#### Selected passage

To comply with the requirements of State law, a Site Cleanup Questionnaire . . . must be completed and returned to this office. The information you provide will be reviewed along with other information to prioritize the site, so please make certain that the information you provide is complete and accurate.

(Defs’ App’x (DE 206) 689-690). It further stated:

[P]ersons who move forward to assess and remediate contamination, without being compelled to do so through formal legal action filed against them, are called ‘volunteers.’ To participate in the voluntary cleanup program, you will be required to enter into an administrative agreement with [the state]. The voluntary cleanup will proceed through the [REC Program] or under direct oversight by the [state agency].

(Id. at 690). It then described the REC program as follows:

The [state] has a privatized oversight arm of the voluntary cleanup program known as the Registered Environmental Consultant (‘REC’) program. Based on the responses provided on the questionnaire (degree of hazard and public interest in the site), the [state] will determine whether a staff person or an REC will perform the oversight and approval of your assessment and cleanup action. Please note that having one or more of the conditions identified on the questionnaire does not necessarily preclude the site for qualifying for an REC-directed cleanup action.

########
#### Listed records

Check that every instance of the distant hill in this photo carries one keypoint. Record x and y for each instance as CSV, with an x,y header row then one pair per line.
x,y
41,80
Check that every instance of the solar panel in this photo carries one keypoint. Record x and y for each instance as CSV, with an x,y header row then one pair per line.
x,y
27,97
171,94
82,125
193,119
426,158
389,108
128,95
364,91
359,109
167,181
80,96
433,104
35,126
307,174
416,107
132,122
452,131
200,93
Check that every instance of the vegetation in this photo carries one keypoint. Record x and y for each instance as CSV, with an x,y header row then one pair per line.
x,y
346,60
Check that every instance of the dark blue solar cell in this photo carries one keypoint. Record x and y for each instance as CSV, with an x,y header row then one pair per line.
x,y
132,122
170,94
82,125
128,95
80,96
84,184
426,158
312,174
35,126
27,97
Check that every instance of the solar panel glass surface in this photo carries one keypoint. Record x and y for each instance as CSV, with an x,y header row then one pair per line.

########

• Required actions:
A – Answer these questions using the cleanup program excerpt:
(i) What document must be completed and returned to the office to comply with State law?
(ii) What term is used for persons who assess and remediate contamination without being compelled through formal legal action?
(iii) Which two factors from the questionnaire responses are used to decide whether a staff person or an REC will perform oversight?
B – Extend the cleanup program excerpt, picking up right after its final sentence.

• Responses to the exercise:
A –
(i) A Site Cleanup Questionnaire.
(ii) Volunteers.
(iii) The degree of hazard and public interest in the site.

B –
(Id. at 690-691).

         In response to this state directive, defendant Corning sent the state a “Site Cleanup Questionnaire Response” (hereinafter the “REC Program Questionnaire Response”), which contained the following responses to seven questions posed:

[1] “Are site surface soils known to be contaminated? - NO”
[2] “Is site sediment or surface water known to be contaminated? - NO”
[3] “Are hazardous vapors, air emissions or contaminated dust migrating into occupied residential, commercial or industrial areas? If yes, or unknown, please explain on separate page. – NO”
[4] “Have hazardous substances known to have migrated off property at concentrations in excess of [state] unrestricted-use remediation goals? If yes, or unknown, please explain on a separate page. – NO”
[5] “Has the local community expressed concerns about contamination at the site? – NO”
[6] “Based on current information, are there any sensitive environments located on the property? If yes, or unknown, please explain on a separate page. – NO”
[6] “Based on current information, has contamination from the site migrated into any sensitive environments? If yes, or unknown, please explain on a separate page. – NO”

(Pl’s Stmt. of Facts (DE 234) ¶ 26; see Defs’ App’x (DE 206) 702-704)).

         On or about March 10, 2014, the state sent Corning a “Notice of REC Program Eligibility, ” which stated, in part:

Thank you for submitting the Site Cleanup Questionnaire (Questionnaire) for the above subject site (Site) and the follow-up Report of 4th Quarter Groundwater Monitoring 2013 prepared by AMEC Environment & Infrastructure, Inc. The Inactive Hazardous Sites Branch (Branch) has completed review of the Questionnaire and determined that the Site can be cleaned up through the Registered Environmental Consultant (REC) Program without direct oversight by Branch Staff. Only the sites with the highest risks receive direct oversight by state staff.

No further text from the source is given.